> **Instructions for the task**: Return the lines below exactly, starting with the line that contains "Note: one point per instance of the soil, never" and stopping after the last line.

——————————

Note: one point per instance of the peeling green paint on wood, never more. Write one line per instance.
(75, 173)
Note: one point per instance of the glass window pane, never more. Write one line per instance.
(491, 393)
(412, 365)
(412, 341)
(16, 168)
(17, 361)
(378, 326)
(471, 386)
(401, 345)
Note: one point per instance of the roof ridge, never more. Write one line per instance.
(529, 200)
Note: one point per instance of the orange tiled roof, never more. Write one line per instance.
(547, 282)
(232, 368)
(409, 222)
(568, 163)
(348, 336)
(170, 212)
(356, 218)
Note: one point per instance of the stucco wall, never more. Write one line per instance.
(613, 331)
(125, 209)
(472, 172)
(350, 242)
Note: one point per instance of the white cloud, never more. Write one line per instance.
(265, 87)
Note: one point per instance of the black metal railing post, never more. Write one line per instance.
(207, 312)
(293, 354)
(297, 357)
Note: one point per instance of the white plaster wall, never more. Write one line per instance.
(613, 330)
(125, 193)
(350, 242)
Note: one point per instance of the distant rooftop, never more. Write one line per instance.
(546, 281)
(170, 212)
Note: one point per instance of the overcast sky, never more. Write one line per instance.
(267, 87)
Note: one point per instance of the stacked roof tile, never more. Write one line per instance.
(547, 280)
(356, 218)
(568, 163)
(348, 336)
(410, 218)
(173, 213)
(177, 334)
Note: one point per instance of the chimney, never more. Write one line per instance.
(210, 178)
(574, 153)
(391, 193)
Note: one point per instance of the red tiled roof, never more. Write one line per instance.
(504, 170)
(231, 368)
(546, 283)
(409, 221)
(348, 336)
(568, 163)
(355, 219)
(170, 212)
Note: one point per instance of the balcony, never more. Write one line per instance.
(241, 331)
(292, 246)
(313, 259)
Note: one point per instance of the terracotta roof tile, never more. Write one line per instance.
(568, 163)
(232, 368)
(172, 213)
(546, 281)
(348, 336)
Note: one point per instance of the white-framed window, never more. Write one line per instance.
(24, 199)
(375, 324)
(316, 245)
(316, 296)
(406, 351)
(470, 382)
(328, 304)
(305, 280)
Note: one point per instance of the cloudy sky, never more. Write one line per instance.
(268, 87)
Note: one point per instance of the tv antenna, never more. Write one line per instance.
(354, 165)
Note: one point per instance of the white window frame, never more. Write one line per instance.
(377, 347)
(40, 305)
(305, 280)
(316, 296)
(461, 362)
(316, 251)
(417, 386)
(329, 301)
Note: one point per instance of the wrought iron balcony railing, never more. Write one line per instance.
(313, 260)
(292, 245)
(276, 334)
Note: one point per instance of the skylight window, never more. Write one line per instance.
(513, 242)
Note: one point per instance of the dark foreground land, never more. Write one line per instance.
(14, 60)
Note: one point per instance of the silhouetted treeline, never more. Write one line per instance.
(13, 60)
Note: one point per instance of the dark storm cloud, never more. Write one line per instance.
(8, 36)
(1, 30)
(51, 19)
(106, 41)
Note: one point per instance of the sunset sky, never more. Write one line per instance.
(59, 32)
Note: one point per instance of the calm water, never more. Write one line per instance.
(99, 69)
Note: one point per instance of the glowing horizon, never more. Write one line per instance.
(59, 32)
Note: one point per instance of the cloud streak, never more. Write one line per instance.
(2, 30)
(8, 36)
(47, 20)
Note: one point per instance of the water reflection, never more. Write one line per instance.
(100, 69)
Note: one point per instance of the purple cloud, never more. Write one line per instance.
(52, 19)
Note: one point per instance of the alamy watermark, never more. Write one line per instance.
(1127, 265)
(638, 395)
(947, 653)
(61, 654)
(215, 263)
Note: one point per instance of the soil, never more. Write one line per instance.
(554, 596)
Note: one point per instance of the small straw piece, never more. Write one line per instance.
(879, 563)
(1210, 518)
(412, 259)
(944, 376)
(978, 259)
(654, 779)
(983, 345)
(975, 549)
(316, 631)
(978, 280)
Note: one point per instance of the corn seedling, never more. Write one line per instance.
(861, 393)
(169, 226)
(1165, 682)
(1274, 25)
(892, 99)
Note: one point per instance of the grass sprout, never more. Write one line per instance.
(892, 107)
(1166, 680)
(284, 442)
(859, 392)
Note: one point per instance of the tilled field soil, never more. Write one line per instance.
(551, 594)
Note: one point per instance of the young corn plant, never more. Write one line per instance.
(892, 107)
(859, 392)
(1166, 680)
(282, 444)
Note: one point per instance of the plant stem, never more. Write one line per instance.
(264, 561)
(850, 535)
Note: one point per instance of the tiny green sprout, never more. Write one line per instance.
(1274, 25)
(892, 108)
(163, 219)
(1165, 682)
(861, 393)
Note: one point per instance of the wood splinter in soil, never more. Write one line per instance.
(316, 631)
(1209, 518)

——————————

> **Result of the exercise**:
Note: one point per instance of the soil, never more. Write one line per instance.
(554, 596)
Note: one point per instance of the small straw piece, never more. Write one line per instance.
(879, 563)
(1210, 518)
(412, 259)
(944, 376)
(978, 259)
(654, 779)
(983, 345)
(975, 549)
(316, 631)
(978, 280)
Note: one point per instance of the corn seedling, never more. Write one line per instance.
(861, 393)
(169, 226)
(1165, 682)
(1274, 25)
(892, 99)
Note: one point per instance of the grass sprout, never more. Write one line per instance.
(892, 107)
(1166, 680)
(284, 442)
(859, 392)
Note: one point per instance of the tilled field soil, never more. Write one line per instance.
(551, 594)
Note: one point per instance of the young corn plant, never more. Write one line per instance.
(892, 107)
(859, 392)
(1166, 680)
(282, 444)
Note: one point per instance of the plant stem, never more. Write one line per instance.
(264, 561)
(850, 535)
Note: one point per instance of the tiny green sprout, never more. Write one line per instance.
(1274, 25)
(892, 108)
(163, 219)
(1165, 682)
(861, 393)
Note: one point per instance of the wood splinter in soil, never more. Write one line per instance.
(316, 631)
(1209, 518)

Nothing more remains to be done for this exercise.